:: TEXT SEGMENT ::

Eliminating New York’s tip credit is a terrible idea

Original Article: https://buffalonews.com/opinion/another-voice-eliminating-new-york-s-tip-credit-is-a-terrible-idea/article_f92f9a14-e859-11ee-9faf-03a92ee3278a.html

  • Author: Rebekah Paxton

  • Publication Date: March 2024

  • Newspaper: The Buffalo News

Legislation to eliminate the tip credit in New York won’t empower restaurant workers. Special interest groups like One Fair Wage don’t speak for workers, who would suffer the real life consequences of fewer jobs, lower tips, and shuttered workplaces.

Tipped restaurant employees earn differently, and far more, than other minimum wage employees.

Currently, New York law requires restaurants to pay a $10 base hourly wage upstate ($10.65 in downstate counties and New York City) to employees who regularly earn tips. After tips are factored in, tipped employees are legally obligated to make at least the regular minimum wage rate: $15 per hour upstate and $16 per hour in New York City and downstate counties. (The difference between these two rates is called a “tip credit.”)

:::
:: GIVEN RECORDS ::

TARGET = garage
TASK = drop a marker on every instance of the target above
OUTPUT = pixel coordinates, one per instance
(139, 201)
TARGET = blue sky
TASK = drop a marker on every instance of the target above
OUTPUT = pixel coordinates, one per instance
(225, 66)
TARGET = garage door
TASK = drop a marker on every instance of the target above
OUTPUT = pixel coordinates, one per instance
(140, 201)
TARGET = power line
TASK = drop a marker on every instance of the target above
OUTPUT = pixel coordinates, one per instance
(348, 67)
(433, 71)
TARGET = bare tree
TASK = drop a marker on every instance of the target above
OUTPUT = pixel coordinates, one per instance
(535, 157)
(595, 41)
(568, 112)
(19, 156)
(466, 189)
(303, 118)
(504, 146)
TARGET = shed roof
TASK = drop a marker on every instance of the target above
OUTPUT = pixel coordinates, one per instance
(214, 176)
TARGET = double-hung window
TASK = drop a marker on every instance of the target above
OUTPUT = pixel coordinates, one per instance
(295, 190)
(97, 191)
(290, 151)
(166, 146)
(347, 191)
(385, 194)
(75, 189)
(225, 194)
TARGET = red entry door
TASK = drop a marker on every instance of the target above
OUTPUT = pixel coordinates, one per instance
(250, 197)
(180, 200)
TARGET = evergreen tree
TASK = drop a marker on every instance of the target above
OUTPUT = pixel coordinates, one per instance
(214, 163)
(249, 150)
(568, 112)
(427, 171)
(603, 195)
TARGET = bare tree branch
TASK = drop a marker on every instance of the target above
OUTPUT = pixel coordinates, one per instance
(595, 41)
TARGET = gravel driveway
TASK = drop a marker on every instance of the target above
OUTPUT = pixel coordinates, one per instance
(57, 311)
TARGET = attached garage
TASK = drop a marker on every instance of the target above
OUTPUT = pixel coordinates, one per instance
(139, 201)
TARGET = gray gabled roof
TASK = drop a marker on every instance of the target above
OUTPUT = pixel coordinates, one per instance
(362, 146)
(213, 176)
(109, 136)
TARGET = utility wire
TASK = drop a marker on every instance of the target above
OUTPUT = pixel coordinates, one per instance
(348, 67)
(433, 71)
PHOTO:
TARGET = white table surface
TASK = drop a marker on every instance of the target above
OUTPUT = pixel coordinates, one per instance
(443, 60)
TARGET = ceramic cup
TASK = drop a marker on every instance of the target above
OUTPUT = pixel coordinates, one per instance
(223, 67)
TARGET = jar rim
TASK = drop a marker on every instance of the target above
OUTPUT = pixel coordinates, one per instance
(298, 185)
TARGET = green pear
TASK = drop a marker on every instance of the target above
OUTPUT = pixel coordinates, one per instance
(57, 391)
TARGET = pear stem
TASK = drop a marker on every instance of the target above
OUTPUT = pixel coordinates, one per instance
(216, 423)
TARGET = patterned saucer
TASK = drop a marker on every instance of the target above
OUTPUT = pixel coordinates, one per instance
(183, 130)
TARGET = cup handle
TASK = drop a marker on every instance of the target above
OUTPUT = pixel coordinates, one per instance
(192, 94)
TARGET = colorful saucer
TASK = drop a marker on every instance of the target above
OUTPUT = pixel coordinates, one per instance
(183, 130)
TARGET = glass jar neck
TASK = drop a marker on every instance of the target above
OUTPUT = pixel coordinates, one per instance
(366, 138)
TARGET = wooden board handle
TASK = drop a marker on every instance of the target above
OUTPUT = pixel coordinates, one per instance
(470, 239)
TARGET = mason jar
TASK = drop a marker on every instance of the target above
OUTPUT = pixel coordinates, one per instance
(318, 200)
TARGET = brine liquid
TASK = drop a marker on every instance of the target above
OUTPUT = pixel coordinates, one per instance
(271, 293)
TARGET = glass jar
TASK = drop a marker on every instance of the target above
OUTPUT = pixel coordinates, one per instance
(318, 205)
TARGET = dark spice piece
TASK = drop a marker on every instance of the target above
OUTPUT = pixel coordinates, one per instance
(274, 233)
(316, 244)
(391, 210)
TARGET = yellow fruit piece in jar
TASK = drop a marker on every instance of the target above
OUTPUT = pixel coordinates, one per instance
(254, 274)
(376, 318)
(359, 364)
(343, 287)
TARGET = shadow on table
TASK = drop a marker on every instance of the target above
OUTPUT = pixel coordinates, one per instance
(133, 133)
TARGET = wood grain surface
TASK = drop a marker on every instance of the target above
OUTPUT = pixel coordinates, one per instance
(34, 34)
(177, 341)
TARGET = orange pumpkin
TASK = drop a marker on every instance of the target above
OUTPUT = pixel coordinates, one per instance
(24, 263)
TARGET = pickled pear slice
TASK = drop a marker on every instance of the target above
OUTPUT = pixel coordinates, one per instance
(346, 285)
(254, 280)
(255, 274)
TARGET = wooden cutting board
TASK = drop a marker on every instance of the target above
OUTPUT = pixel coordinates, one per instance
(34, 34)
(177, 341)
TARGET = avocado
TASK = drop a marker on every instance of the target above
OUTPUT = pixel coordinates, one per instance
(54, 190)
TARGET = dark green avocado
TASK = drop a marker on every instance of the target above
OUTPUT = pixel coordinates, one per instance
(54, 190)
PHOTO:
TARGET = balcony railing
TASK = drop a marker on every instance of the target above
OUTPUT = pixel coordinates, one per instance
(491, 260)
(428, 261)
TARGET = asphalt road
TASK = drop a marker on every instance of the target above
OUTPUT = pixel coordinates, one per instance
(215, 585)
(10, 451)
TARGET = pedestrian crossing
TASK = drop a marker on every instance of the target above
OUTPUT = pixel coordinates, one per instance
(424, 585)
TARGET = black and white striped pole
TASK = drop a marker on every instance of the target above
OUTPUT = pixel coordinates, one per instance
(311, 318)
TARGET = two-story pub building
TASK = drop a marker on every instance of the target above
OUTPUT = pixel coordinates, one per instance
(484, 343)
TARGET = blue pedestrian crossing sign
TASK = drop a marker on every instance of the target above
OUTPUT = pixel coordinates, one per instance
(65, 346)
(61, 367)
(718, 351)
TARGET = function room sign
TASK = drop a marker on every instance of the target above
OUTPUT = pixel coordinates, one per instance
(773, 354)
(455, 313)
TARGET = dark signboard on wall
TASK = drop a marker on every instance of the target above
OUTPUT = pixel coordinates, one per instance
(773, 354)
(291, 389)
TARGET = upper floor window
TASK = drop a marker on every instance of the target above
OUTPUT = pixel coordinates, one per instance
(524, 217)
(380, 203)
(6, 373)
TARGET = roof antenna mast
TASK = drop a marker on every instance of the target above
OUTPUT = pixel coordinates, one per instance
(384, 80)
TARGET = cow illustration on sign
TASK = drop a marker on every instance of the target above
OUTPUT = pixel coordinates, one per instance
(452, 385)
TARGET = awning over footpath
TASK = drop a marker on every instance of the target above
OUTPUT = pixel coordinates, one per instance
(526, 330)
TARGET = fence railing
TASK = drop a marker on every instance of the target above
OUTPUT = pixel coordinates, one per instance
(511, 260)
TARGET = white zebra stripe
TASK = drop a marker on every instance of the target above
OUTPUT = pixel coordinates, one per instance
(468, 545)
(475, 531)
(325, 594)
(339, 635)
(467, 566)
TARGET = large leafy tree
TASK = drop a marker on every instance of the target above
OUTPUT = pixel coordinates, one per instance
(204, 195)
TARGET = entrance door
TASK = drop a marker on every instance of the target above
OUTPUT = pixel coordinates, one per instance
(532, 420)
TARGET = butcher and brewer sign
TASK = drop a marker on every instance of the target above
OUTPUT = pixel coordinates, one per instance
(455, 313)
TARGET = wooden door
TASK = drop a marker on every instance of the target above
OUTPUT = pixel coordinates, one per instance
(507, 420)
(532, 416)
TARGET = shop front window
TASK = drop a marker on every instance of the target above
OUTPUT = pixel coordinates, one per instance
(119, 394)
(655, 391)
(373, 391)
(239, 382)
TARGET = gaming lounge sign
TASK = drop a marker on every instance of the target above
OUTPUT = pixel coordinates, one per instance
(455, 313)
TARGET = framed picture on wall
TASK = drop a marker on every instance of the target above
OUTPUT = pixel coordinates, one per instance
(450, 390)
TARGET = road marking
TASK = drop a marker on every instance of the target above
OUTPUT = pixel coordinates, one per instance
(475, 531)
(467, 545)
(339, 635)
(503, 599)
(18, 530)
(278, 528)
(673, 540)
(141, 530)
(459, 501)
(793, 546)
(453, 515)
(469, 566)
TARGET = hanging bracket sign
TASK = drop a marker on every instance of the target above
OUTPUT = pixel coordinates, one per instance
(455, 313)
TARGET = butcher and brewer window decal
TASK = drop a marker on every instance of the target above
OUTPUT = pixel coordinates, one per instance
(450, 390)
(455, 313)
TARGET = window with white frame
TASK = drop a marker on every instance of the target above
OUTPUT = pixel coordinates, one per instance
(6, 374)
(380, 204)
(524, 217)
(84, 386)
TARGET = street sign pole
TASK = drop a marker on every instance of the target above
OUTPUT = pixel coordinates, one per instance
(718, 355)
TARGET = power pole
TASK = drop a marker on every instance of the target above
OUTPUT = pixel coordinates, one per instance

:::

■ **PROBLEM STATEMENT**
Carry on the opinion piece about New York's tip credit, shown above the listing, starting right after its final sentence.

■ **RESULT OF THE EXERCISE**
For tipped workers, minimum wage is a floor and not a ceiling: They regularly earn double or triple the regular minimum wage rate through their tips, as high as $50 per hour. But that won’t remain the case if the tip credit is removed.

Changing this system will cut off servers’ and bartenders’ earning potential. Cornell University research finds as tipped wages increase, tip percentages left on customer checks fall. States that have fully eliminated the tip credit, including California and Washington, have the lowest tip percentages in the country.

One Fair Wage’s own endorsed “solution” to this problem is to add new fees to restaurant checks. But these fees are not the same as tips – and don’t go directly to tipped employees. Evidence also suggests that customers are growing increasingly confused about these automatic charges, leading to frustration and reduced tipping.

As restaurants struggle to adjust to historically high labor and operating costs, they are forced to reduce scheduled hours or cut staff. University of California-Irvine economists find for every dollar increase in the tipped wage, server and bartender employment falls by six percent.

New York’s past attempts to shrink the tip credit have already eliminated jobs and shuttered restaurants. This legislation would make a bad situation worse.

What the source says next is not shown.